- [Supplied entries]
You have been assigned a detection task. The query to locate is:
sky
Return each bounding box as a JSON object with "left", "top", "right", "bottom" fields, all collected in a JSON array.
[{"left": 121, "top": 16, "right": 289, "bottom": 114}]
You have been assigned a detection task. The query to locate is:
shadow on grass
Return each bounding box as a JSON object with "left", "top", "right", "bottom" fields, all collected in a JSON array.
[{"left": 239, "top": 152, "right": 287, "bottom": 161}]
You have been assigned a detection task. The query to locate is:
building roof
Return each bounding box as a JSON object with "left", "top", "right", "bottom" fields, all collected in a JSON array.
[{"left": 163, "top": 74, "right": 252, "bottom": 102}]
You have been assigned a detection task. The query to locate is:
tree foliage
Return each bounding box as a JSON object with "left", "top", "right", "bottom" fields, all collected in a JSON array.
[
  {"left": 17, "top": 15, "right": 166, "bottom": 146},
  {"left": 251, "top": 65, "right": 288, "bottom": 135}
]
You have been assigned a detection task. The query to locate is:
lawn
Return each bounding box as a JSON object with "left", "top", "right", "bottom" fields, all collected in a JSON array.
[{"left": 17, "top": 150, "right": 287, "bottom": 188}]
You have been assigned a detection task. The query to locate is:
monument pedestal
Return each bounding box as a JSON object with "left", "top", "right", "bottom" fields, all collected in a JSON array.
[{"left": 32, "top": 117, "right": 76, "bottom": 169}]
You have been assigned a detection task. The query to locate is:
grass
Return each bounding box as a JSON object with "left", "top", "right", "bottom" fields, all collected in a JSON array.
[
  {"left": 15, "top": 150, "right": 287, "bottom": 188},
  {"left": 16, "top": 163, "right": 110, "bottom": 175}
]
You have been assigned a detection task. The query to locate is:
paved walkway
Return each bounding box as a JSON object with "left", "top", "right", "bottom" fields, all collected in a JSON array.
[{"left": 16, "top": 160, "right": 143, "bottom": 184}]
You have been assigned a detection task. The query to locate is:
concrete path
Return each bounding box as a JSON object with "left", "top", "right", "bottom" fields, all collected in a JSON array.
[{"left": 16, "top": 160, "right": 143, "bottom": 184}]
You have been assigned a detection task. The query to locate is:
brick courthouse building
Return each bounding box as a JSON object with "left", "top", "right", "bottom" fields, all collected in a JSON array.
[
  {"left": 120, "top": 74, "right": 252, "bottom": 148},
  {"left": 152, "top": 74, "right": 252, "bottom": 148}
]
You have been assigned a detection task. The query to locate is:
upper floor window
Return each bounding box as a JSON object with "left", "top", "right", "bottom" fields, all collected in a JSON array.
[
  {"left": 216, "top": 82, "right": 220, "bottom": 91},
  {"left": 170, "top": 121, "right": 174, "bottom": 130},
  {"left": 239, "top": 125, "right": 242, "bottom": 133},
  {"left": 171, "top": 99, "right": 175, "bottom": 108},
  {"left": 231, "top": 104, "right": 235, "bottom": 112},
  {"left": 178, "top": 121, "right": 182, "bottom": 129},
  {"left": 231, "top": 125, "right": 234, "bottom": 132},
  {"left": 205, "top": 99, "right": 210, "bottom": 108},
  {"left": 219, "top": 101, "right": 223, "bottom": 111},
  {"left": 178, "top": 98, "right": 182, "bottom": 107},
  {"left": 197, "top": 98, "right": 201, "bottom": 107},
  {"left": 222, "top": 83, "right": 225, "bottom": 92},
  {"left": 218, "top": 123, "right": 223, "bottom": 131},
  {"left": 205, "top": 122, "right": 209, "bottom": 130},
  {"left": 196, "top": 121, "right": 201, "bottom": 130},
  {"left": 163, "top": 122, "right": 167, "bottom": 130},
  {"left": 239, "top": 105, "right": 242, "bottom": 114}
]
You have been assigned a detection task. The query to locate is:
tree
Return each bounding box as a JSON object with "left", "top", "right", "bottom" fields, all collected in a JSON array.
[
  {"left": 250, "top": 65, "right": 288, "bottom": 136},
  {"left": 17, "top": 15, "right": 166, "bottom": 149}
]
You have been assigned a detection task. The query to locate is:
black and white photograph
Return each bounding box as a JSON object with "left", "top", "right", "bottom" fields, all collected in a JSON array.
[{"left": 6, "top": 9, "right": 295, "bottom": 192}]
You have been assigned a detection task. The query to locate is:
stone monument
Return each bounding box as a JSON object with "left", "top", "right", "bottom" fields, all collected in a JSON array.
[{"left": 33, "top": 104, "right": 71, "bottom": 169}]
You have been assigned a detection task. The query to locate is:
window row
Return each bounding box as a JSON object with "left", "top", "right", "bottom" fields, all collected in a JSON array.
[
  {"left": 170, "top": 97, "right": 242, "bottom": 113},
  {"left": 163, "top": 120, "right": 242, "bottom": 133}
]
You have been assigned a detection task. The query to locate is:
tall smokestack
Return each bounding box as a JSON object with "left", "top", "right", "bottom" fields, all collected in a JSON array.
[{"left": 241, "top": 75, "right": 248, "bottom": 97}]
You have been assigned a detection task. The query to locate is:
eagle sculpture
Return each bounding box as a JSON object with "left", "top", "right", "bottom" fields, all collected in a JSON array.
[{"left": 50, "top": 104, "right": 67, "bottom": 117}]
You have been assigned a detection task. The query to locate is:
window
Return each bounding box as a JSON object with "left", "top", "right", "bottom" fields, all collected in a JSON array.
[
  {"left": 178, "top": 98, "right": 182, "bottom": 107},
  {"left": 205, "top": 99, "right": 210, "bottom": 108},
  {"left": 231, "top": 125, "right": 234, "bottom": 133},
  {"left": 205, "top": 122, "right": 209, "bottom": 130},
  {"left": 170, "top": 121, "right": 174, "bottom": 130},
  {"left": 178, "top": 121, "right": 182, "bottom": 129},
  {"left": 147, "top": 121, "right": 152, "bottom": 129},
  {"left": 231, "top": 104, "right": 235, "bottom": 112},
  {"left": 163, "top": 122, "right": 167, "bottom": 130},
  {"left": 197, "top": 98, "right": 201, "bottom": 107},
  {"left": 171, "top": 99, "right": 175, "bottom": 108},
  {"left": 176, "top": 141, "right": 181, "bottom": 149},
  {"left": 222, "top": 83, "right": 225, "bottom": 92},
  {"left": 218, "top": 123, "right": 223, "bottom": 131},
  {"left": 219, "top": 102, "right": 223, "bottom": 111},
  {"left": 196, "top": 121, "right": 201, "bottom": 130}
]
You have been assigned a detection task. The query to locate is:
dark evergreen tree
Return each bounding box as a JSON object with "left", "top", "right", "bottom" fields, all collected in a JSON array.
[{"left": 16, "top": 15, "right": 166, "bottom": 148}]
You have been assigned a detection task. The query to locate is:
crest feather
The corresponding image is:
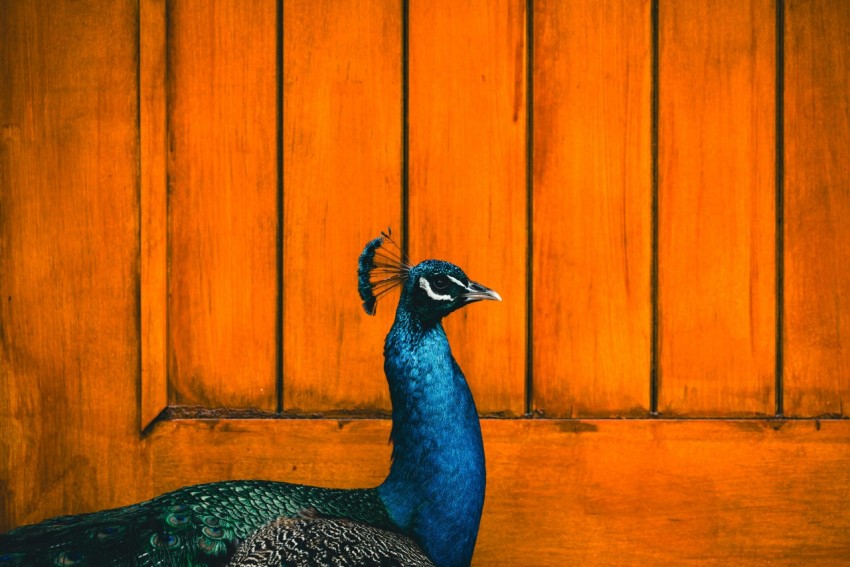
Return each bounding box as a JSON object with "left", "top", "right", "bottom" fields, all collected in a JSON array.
[{"left": 357, "top": 230, "right": 411, "bottom": 315}]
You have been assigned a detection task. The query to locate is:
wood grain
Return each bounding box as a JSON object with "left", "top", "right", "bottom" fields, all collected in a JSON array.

- [Goal] Drop the images and quote the entries word for word.

- [Full answer]
You have been assigned a detection task. The query to locate is:
sky
Return each bounding box as a JSON object with "left", "top", "right", "bottom" fields, all collected in a JSON array.
[{"left": 121, "top": 16, "right": 289, "bottom": 114}]
You have been assigned a detection task. The query to locate is:
shadow on grass
Return each bounding box as a JSON object with "left", "top", "right", "bottom" fields, all collected in a JSON array.
[{"left": 239, "top": 152, "right": 287, "bottom": 161}]
You have been assigned a detection task. The query to locate is:
building roof
Return each bounding box as a JSON object with "left", "top", "right", "bottom" fields, all collected in a JSON array.
[{"left": 163, "top": 74, "right": 252, "bottom": 102}]
You have been assigned a detection task. The query to locate is:
tree foliage
Return each bounding box as a JSON object with "left", "top", "right", "bottom" fields, all collected in a JSON array.
[
  {"left": 17, "top": 15, "right": 166, "bottom": 146},
  {"left": 251, "top": 65, "right": 288, "bottom": 135}
]
You have been assigned a detection task. The query to locate is:
lawn
Return each bounding box as a JSON object with "left", "top", "right", "bottom" fields, all collected in a JSON array.
[{"left": 17, "top": 150, "right": 287, "bottom": 188}]
You have been assigned a detection task. The query to locate is:
monument pedestal
Return each bounding box as a JSON object with "left", "top", "right", "bottom" fields, all collected in a JSON array.
[{"left": 32, "top": 117, "right": 76, "bottom": 169}]
You have been assigned a detection task. The query to locate is:
grass
Return each bounding box as a JSON object with "left", "top", "right", "bottom" fields, all collected in a JSON array.
[
  {"left": 15, "top": 150, "right": 287, "bottom": 188},
  {"left": 16, "top": 163, "right": 110, "bottom": 175}
]
You have been assigned a detection task. The query to locate is:
paved walkway
Return each bounding box as a JSON object with "left", "top", "right", "bottom" fields, all collected in a JSON array.
[{"left": 16, "top": 160, "right": 143, "bottom": 184}]
You have been assigned a detection task. The query to locate is:
concrete path
Return each bounding box as a JSON object with "left", "top", "right", "bottom" fields, all collected in a JSON array.
[{"left": 16, "top": 160, "right": 143, "bottom": 184}]
You have been assigned a detection task. The query to locate is:
brick courthouse building
Return each bounding box as a JSON object with "left", "top", "right", "bottom" fields, all collected in a JSON array.
[
  {"left": 120, "top": 74, "right": 252, "bottom": 148},
  {"left": 152, "top": 74, "right": 252, "bottom": 148}
]
You have been assigned a detection task. The query to locate is:
upper floor window
Return each bounding box as a JSON object with "left", "top", "right", "bottom" fields, all collected in a JSON array.
[
  {"left": 216, "top": 82, "right": 220, "bottom": 91},
  {"left": 170, "top": 121, "right": 174, "bottom": 130},
  {"left": 239, "top": 125, "right": 242, "bottom": 133},
  {"left": 171, "top": 99, "right": 175, "bottom": 108},
  {"left": 231, "top": 104, "right": 235, "bottom": 112},
  {"left": 178, "top": 121, "right": 182, "bottom": 129},
  {"left": 231, "top": 125, "right": 234, "bottom": 132},
  {"left": 205, "top": 99, "right": 210, "bottom": 108},
  {"left": 219, "top": 101, "right": 223, "bottom": 111},
  {"left": 178, "top": 98, "right": 182, "bottom": 107},
  {"left": 197, "top": 98, "right": 201, "bottom": 107},
  {"left": 222, "top": 83, "right": 225, "bottom": 92},
  {"left": 218, "top": 123, "right": 223, "bottom": 131},
  {"left": 205, "top": 122, "right": 209, "bottom": 130},
  {"left": 196, "top": 121, "right": 201, "bottom": 130},
  {"left": 163, "top": 122, "right": 167, "bottom": 130},
  {"left": 239, "top": 105, "right": 242, "bottom": 114}
]
You have been assigned a detection task. The query to locate is:
tree
Return each bounding box as a JSON object with "left", "top", "right", "bottom" fields, all collected in a JSON array.
[
  {"left": 250, "top": 65, "right": 288, "bottom": 136},
  {"left": 17, "top": 15, "right": 166, "bottom": 149}
]
You have been assigned a detection task. The query to locate is:
black and white photograph
Return each bounding box as a JSON object with "left", "top", "right", "bottom" fields, all collected in a JSON array.
[{"left": 6, "top": 9, "right": 295, "bottom": 192}]
You have been assigned a detection task. The query to locate is:
stone monument
Return each bounding box as a JSON object with "left", "top", "right", "bottom" fields, all collected in a JSON array.
[{"left": 33, "top": 104, "right": 71, "bottom": 169}]
You have been assigned a detection task. The query to locate is:
window row
Return each bounding box as a JSON object with "left", "top", "right", "bottom" fields, all collected in a JSON array.
[
  {"left": 170, "top": 97, "right": 242, "bottom": 113},
  {"left": 163, "top": 120, "right": 242, "bottom": 133}
]
You have been assigned a detection task. The query to locate is:
tall smokestack
Return each bounding box as a JSON object with "left", "top", "right", "bottom" fields, all collected in a JSON array.
[{"left": 241, "top": 75, "right": 248, "bottom": 97}]
You have been assigned a detection task. The query to locate is:
eagle sculpture
Return each bounding box as a JSON object with "left", "top", "right", "bottom" fields, all collected in a JSON array.
[{"left": 50, "top": 104, "right": 67, "bottom": 117}]
You have been assigned a detection task. The query to locate is:
window
Return each bounding box as a JSON object with "left", "top", "right", "bottom" fields, all collected in a JSON array.
[
  {"left": 178, "top": 98, "right": 182, "bottom": 107},
  {"left": 205, "top": 99, "right": 210, "bottom": 108},
  {"left": 231, "top": 125, "right": 234, "bottom": 133},
  {"left": 205, "top": 122, "right": 209, "bottom": 130},
  {"left": 170, "top": 121, "right": 174, "bottom": 130},
  {"left": 178, "top": 121, "right": 182, "bottom": 129},
  {"left": 147, "top": 121, "right": 152, "bottom": 129},
  {"left": 231, "top": 104, "right": 235, "bottom": 112},
  {"left": 163, "top": 122, "right": 167, "bottom": 130},
  {"left": 197, "top": 98, "right": 201, "bottom": 107},
  {"left": 171, "top": 99, "right": 175, "bottom": 108},
  {"left": 176, "top": 141, "right": 181, "bottom": 149},
  {"left": 222, "top": 83, "right": 225, "bottom": 92},
  {"left": 218, "top": 123, "right": 223, "bottom": 131},
  {"left": 219, "top": 102, "right": 223, "bottom": 111},
  {"left": 196, "top": 121, "right": 201, "bottom": 130}
]
You have been assigned a detection task. The query to locate is:
dark evergreen tree
Return each bounding box as a JSON object with "left", "top", "right", "bottom" fields, all collected in a JSON array.
[{"left": 16, "top": 15, "right": 166, "bottom": 148}]
You have been assigned a detection task. The query to locate is:
crest feather
The corresponding image is:
Return each bounding box as a JSON object with "left", "top", "right", "bottom" fields, all collected in a JSON array.
[{"left": 357, "top": 230, "right": 411, "bottom": 315}]
You have been assigned a detection task. The query to locate is:
wood grain
Return each bounding box as a JSON object with "left", "top", "right", "bottom" fields, all collected in a JSON array.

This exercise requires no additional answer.